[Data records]
================================
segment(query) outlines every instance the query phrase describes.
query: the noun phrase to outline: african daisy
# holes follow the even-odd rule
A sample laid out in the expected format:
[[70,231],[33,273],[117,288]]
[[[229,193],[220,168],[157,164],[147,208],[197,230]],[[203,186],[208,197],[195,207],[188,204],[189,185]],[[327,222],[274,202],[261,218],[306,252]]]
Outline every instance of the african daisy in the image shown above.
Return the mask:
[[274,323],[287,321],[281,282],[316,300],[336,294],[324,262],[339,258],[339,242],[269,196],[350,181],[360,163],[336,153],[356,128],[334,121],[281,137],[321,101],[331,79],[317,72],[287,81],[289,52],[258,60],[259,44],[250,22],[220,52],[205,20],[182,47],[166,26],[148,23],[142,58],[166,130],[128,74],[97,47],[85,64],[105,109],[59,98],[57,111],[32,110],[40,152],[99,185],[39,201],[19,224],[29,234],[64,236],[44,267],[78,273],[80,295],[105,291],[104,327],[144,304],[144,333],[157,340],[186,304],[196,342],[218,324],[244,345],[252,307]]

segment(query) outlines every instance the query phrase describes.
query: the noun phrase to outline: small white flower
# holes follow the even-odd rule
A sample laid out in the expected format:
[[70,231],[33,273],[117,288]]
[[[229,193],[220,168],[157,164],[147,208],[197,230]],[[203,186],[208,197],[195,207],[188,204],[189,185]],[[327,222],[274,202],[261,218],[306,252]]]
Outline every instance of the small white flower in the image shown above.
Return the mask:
================================
THE PROBLEM.
Can you rewrite all of the rows above, swapping every "expected format" for "required format" and leaving everything else untouched?

EXERCISE SOLUTION.
segment(query) outlines every instance the query phrase describes.
query: the noun phrase to outline: african daisy
# holes follow the even-odd rule
A sample laid out in the required format:
[[70,231],[33,273],[117,288]]
[[[229,193],[220,168],[157,164],[147,208],[197,230]],[[203,186],[208,197],[195,207],[188,204],[189,185]],[[327,222],[274,202],[261,218],[306,252]]]
Outline every instance of the african daisy in the image shown above.
Return the mask:
[[274,323],[287,321],[281,282],[316,300],[336,294],[324,262],[339,258],[339,242],[269,196],[350,181],[360,163],[336,153],[356,128],[334,121],[281,137],[321,101],[331,79],[317,72],[287,81],[289,52],[258,60],[259,44],[250,22],[220,52],[205,20],[182,47],[166,26],[148,23],[142,58],[166,130],[128,74],[97,47],[85,64],[105,109],[59,98],[57,111],[32,110],[40,152],[99,185],[39,201],[19,224],[29,234],[64,236],[44,267],[78,273],[80,295],[105,291],[104,327],[144,304],[144,333],[157,340],[186,304],[196,342],[218,324],[244,345],[252,307]]

segment(query) outlines every instance the query phrase describes.
query: the noun phrase to outline: small white flower
# holes follow the even-odd rule
A sample laid out in the required format:
[[70,231],[33,273],[117,288]]
[[[229,193],[220,168],[157,164],[147,208],[197,230]],[[203,186],[208,197],[195,207],[188,204],[189,185]],[[327,222],[274,202],[261,218],[306,252]]]
Outline every instance of the small white flower in the image shown above.
Return the mask:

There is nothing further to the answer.